• _DIRECTIONS FOR THIS TASK_: Echo the records below word for word, starting at the very first line and continuing down through the line that contains "pixel 235 53".
■ ■ ■ ■ ■ ■ ■
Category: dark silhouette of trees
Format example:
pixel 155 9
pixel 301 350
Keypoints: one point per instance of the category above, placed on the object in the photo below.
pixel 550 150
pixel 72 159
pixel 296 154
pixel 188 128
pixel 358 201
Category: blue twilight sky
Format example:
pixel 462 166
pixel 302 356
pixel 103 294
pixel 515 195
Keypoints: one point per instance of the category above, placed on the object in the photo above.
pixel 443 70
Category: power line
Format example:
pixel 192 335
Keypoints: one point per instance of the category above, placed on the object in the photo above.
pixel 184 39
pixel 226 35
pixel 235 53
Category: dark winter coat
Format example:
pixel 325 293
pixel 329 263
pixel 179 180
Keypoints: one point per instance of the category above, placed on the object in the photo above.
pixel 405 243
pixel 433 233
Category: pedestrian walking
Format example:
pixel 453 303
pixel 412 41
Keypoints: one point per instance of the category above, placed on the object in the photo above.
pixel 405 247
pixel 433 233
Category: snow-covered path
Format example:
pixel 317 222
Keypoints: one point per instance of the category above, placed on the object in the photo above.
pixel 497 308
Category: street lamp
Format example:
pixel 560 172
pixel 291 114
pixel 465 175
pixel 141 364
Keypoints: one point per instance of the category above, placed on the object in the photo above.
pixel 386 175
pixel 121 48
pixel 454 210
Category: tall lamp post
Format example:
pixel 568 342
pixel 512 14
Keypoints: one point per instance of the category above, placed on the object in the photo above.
■ ■ ■ ■ ■ ■ ■
• _OUTPUT FOR THIS TASK_:
Category: dark silhouette of trees
Format example:
pixel 155 9
pixel 301 350
Keypoints: one point per instance of the category above, placed on the object in the photo below.
pixel 550 150
pixel 72 159
pixel 296 154
pixel 188 128
pixel 358 201
Category: blue twilight sky
Format example:
pixel 462 166
pixel 302 356
pixel 103 294
pixel 515 195
Keypoints: one point per instance of the category above, placed on the object in the photo above.
pixel 443 70
Category: power line
Format example:
pixel 192 335
Keypoints: one point per instance of the category above, placed on the object in the photo above.
pixel 184 39
pixel 226 35
pixel 235 53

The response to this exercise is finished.